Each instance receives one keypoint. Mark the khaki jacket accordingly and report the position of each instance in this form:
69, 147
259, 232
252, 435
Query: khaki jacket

══════════════════════════════

## [EXERCISE DETAILS]
Please print the data above line for line, with no changes.

## [FINISHED TASK]
Each instance receives one keypoint. Mark the khaki jacket accordingly and report the position of each instance in this form:
69, 147
259, 232
252, 435
Query: khaki jacket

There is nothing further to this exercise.